### Directions for this task
Find the line that contains "Expected: one point per instance of the sign". Then set down that line and all the lines after it, to the end of the records, exactly and with nothing added.

Object position labeling entries
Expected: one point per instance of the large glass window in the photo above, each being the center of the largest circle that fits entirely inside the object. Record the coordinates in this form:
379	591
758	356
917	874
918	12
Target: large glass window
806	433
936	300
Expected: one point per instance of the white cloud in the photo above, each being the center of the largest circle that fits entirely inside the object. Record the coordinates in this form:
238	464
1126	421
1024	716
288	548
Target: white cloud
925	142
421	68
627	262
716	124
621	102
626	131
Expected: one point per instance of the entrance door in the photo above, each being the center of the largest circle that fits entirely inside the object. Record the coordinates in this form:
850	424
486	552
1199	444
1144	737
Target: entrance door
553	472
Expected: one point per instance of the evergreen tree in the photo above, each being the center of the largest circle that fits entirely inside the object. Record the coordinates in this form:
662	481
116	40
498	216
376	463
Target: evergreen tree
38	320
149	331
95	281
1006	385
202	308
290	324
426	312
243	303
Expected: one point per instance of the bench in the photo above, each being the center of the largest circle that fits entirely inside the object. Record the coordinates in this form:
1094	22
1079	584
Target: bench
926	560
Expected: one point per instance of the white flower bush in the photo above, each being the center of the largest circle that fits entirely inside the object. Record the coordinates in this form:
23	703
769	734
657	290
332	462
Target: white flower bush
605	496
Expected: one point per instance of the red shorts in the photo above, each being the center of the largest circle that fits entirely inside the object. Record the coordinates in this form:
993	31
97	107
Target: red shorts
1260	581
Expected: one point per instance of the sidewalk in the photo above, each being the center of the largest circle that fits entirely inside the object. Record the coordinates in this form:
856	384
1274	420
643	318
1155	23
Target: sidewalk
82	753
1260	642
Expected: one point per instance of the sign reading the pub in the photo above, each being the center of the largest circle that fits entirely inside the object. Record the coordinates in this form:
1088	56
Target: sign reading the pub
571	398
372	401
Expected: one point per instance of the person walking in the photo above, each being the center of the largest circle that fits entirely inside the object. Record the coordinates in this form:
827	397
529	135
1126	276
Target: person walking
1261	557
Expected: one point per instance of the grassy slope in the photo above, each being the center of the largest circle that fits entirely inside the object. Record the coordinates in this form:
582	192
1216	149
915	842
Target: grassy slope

### Problem solution
Expected: one point per instance of the sign reading the pub in the photo above, each being the center of the largest circle that fits entirely inside the object. Record the coordinates in this form:
1088	56
Target: sign reading the pub
571	398
372	401
Expected: one point per instance of the person walking in the photo above, each being the center of the largest circle that fits entirely inside the object. Record the coordinates in this form:
827	397
529	135
1126	276
Target: person walking
1261	557
Expected: one point per instance of the grassy slope in the photo above, each being the center of the largest circle that fits entirely inside the object. Record the coordinates in this form:
582	192
1216	149
915	842
Target: grassy slope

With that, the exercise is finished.